_ANFRAGE_:
Aktualisiere alles von der Zeile mit „# draw the outline of every instance of the metal“ bis hinunter zur Zeile mit „M 244 53 L 242“, indem du „metal door“ durch „wooden door“ ersetzt. Gib diesen Abschnitt sonst unverändert wieder.

_AUFGELISTETE ZEILEN_:
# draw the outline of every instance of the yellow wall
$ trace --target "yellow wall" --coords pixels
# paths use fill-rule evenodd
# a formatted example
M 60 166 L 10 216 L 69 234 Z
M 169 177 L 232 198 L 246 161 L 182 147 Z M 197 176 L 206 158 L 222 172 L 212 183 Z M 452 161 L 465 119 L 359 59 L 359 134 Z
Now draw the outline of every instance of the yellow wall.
* * *
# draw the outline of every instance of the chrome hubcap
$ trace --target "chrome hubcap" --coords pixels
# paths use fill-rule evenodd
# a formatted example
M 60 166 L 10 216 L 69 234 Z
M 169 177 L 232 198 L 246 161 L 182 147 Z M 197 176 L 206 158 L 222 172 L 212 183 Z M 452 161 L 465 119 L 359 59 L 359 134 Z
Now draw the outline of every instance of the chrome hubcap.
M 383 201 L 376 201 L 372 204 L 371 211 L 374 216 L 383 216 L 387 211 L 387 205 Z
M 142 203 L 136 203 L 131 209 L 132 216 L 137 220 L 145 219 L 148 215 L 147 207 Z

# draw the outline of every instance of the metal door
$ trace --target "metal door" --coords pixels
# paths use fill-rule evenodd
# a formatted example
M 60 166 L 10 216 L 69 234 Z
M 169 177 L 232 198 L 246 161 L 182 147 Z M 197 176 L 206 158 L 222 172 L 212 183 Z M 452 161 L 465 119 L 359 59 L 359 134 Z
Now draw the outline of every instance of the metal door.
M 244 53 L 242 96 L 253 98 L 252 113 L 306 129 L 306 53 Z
---
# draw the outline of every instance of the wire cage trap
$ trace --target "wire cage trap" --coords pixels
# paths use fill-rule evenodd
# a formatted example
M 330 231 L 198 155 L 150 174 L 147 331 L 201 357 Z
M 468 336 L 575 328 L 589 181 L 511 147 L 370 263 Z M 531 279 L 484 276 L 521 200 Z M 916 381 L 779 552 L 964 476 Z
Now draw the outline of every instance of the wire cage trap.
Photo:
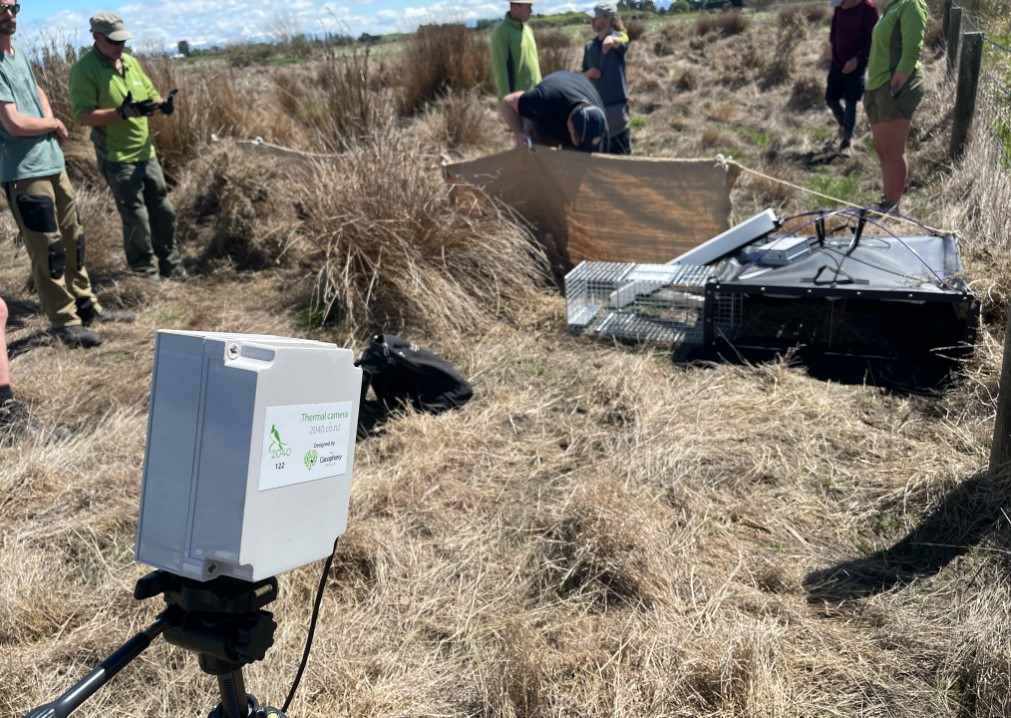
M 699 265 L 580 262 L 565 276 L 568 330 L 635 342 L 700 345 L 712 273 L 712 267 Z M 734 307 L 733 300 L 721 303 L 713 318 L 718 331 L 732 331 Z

_VOLLSTÄNDIGE ANTWORT_:
# draw the outline of every instance of the wooden door
$ trace --target "wooden door" --coords pixels
# paths use fill-rule evenodd
# a formatted example
M 60 166 L 10 216 L 69 234 Z
M 169 177 L 232 198 L 246 161 L 182 147 Z M 197 176 L 206 158 L 222 172 L 212 183 Z M 452 161 L 465 119 L 359 59 L 359 134 Z
Now draw the outline of every instance of the wooden door.
M 244 53 L 242 96 L 253 98 L 252 113 L 306 129 L 306 53 Z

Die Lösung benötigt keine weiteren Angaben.